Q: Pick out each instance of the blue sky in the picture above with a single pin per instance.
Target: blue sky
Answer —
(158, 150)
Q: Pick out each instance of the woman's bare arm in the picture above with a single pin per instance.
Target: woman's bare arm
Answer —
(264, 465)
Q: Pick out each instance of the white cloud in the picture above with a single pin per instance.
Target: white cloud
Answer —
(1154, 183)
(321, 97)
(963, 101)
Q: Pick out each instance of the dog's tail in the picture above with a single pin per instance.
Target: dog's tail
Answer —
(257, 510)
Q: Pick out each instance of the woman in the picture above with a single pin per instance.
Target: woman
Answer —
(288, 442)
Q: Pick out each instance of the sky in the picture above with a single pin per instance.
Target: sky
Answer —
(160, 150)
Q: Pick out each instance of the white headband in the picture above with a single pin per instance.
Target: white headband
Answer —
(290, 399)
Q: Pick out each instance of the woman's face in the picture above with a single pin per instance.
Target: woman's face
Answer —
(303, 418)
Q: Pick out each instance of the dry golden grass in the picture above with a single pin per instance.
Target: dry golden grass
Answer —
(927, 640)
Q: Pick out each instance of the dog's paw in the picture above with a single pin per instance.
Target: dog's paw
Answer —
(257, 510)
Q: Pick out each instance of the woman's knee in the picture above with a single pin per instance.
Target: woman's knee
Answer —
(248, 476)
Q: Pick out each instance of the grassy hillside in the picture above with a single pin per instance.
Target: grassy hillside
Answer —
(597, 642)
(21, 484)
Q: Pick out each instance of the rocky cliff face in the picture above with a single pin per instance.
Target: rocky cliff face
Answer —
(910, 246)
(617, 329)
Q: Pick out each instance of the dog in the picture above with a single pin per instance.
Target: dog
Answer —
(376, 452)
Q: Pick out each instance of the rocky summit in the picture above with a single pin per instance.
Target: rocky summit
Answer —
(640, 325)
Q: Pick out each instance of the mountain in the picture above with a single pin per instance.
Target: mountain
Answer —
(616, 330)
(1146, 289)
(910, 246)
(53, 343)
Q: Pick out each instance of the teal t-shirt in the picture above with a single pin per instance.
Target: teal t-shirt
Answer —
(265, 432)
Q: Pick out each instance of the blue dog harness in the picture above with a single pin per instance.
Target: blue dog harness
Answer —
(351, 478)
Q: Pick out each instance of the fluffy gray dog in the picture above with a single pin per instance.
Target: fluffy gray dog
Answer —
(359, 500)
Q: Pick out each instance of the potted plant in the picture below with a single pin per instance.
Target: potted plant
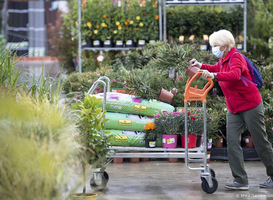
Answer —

::::::

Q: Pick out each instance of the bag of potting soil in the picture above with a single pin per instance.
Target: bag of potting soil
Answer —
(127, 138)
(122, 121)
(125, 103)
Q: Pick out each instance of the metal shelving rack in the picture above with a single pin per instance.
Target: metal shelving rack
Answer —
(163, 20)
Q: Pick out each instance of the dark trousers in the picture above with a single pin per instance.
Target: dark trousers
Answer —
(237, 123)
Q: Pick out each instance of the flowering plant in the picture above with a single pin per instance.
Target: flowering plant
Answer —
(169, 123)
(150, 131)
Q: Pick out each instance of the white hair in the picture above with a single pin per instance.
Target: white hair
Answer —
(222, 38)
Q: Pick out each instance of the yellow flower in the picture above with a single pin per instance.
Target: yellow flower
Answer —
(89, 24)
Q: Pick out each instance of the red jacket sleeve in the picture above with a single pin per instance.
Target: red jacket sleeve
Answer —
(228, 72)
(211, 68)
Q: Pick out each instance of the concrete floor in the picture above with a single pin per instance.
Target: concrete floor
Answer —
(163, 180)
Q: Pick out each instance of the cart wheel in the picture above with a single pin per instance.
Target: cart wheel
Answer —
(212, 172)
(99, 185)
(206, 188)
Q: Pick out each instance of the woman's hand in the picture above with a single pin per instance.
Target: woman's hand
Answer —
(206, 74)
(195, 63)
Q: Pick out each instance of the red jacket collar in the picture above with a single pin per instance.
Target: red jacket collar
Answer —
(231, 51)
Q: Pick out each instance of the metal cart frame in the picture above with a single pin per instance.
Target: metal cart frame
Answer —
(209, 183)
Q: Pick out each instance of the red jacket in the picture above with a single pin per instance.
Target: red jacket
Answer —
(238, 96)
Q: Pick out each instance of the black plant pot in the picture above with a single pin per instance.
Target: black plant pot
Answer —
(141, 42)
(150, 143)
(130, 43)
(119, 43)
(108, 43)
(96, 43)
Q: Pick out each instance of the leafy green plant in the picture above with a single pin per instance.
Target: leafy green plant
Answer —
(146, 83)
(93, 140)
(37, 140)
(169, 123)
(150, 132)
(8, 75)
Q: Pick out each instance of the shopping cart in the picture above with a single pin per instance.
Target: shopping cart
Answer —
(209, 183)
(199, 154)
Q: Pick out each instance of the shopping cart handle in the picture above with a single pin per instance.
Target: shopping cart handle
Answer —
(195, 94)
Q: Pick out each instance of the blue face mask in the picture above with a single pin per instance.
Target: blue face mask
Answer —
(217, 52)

::::::

**REQUIREMENT**: Every line of the listing above that includes "cliff" should be copied out.

**REPLY**:
Q: Pick out each instance of the rocky cliff face in the picture above with a single pin per instance.
Target: rocky cliff face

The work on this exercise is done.